Record extracts:
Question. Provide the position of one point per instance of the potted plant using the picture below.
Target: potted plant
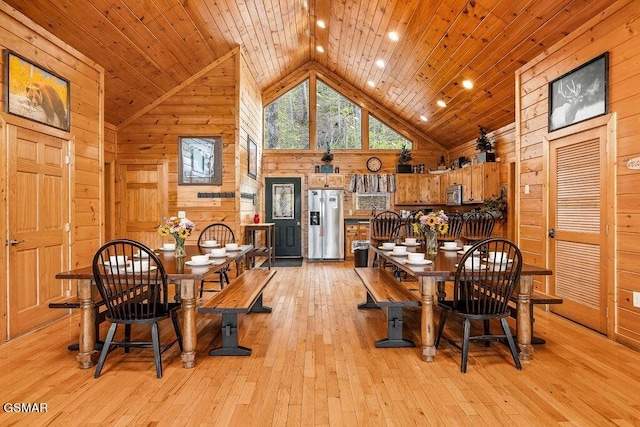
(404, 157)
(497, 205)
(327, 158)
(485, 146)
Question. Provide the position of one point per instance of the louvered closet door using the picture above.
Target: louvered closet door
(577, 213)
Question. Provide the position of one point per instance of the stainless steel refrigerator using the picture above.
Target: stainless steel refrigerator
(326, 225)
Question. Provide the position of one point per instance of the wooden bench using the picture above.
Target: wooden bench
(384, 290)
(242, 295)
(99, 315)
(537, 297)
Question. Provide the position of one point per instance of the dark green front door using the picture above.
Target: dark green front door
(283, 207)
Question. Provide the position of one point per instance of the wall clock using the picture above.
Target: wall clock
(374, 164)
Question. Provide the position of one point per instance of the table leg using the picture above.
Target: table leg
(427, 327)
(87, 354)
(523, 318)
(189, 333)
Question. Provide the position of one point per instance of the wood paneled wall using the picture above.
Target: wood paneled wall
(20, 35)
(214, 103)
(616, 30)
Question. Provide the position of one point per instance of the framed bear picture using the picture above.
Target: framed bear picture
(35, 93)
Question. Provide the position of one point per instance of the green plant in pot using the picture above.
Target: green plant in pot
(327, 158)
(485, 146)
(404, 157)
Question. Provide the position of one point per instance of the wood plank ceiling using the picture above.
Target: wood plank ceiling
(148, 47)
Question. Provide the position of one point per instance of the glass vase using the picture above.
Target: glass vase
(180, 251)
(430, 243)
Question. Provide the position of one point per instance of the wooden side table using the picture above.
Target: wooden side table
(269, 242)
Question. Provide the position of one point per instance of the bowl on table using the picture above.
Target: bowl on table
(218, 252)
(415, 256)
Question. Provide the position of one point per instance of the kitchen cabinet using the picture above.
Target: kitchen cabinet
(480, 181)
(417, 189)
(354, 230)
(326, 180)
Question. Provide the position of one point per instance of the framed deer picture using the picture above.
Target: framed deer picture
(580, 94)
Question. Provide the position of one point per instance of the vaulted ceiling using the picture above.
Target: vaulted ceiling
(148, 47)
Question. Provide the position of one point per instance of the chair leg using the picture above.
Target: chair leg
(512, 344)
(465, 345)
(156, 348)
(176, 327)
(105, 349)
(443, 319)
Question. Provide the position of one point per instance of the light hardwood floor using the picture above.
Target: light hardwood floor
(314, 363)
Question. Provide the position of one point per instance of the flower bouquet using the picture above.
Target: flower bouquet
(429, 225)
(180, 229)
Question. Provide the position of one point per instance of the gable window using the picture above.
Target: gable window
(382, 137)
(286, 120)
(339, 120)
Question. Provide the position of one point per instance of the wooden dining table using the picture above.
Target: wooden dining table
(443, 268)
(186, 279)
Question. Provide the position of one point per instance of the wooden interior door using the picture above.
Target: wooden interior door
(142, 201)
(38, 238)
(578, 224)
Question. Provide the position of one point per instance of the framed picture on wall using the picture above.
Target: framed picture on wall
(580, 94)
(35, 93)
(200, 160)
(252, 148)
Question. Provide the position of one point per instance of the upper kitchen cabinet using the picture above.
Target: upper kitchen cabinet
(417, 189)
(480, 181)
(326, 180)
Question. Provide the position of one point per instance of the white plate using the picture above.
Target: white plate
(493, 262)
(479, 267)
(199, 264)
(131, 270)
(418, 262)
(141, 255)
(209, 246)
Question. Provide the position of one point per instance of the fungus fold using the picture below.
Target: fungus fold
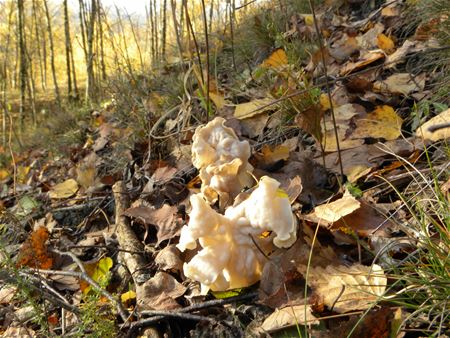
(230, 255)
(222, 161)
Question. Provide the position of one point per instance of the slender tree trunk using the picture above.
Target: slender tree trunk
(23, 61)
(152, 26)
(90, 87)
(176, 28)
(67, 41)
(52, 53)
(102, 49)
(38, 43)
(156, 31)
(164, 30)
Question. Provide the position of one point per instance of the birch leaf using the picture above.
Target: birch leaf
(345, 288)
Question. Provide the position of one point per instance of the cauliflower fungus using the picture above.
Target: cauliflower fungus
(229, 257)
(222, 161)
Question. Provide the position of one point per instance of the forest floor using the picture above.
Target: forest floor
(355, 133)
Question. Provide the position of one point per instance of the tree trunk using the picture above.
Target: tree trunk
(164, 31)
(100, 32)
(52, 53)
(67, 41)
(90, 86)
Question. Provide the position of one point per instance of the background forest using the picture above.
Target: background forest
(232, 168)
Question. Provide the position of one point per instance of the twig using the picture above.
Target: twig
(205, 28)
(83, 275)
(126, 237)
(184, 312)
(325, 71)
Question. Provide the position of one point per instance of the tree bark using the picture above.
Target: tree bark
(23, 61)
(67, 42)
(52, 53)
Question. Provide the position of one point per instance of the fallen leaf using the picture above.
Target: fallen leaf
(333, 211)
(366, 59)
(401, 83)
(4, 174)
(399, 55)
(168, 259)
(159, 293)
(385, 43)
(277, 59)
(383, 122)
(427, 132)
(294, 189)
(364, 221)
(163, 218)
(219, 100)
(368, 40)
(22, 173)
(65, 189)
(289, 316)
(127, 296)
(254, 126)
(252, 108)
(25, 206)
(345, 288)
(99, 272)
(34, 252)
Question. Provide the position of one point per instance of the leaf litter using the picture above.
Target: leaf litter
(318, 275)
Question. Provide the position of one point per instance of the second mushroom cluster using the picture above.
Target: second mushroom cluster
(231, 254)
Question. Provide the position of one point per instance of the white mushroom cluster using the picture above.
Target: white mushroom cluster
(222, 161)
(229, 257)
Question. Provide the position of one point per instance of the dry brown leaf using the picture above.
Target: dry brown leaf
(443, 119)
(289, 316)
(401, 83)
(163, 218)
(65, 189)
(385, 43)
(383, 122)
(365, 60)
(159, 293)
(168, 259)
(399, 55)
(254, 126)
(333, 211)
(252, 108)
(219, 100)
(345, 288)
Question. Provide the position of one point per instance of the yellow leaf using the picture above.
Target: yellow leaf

Task to complete:
Copy the rows verbatim, starting at the line that contains "litter using the picture above." and ending with the last row.

Task result:
Question. Provide the position of one point per instance of the leaf litter using the picture above.
Target: leaf litter
(318, 275)
Question. Provide the position of one point per instance of the second mushroom cluster using the picture above.
Target: second mushroom cluster
(231, 254)
Question. Provide the position of one point per instance of the white mushroom cluster using the picture above.
Target: white mushroom cluster
(222, 161)
(229, 257)
Question. Provide the position of one point per instance of the dry brown leaf using the picture above.
Target: dry brown leaf
(443, 119)
(289, 316)
(401, 83)
(163, 218)
(65, 189)
(385, 43)
(383, 122)
(365, 60)
(159, 293)
(168, 259)
(399, 55)
(254, 126)
(333, 211)
(252, 108)
(219, 100)
(345, 288)
Question. Provide the position of one point per instance of the yellow leaf using the picture above.
Target: yellow leaf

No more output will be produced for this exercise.